> _WORK REQUEST_:
Name every company that the following passage on the AI industry mentions.

> _SOURCE EXTRACT_:
>>>>

The release of Mythos, framed as too dangerous for the public, and the viral "AI escaped and emailed me" story were meticulously timed PR efforts. This strategy aims to create a perception of technological superiority and justify a high valuation, especially ahead of a potential IPO.
The intense competition between Anthropic and OpenAI to IPO first is a key driver of their dramatic marketing. Announcements like Mythos are framed to build hype, secure a higher valuation, and gain a competitive edge in the public markets, where being the second to list could be a significant disadvantage.
Gamifying AI token consumption via internal leaderboards, as seen at Meta, creates perverse incentives. Employees may burn tokens to climb the ranks rather than to solve real business problems. This "tokenmaxxing" promotes conspicuous consumption of compute, a vanity metric that masks true productivity and ROI.
Unlike social media, which scaled without physical impediments, AI's progress depends on massive, resource-intensive data centers. This physical footprint makes the industry vulnerable to local political opposition, regulations, and even violence, creating a new bottleneck for growth that pure software companies never faced.

<<<<

> _DATA_:
>>>>

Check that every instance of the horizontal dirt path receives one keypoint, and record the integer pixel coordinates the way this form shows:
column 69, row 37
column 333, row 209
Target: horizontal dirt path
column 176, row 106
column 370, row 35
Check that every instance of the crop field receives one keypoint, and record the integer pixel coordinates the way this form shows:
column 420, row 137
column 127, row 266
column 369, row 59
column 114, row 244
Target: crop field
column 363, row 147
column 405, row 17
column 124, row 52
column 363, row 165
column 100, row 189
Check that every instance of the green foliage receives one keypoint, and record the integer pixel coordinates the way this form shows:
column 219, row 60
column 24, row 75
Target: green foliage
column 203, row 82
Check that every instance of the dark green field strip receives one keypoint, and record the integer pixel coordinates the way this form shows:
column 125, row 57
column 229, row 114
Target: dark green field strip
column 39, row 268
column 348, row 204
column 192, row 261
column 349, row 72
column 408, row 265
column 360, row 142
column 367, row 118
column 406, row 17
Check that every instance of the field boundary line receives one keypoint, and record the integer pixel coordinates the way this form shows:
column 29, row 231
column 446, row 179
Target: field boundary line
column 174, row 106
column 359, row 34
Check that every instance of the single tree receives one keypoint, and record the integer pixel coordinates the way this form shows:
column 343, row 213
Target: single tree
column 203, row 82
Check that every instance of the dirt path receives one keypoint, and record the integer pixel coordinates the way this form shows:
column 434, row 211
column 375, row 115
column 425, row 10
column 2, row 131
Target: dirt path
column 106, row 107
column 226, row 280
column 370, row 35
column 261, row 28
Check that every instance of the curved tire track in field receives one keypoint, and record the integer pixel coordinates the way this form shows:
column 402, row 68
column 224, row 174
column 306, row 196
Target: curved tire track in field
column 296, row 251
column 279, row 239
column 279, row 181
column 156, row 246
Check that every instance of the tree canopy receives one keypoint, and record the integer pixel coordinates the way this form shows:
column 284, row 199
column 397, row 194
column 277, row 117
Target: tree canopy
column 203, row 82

<<<<

> _REPLY_:
Anthropic, OpenAI, Meta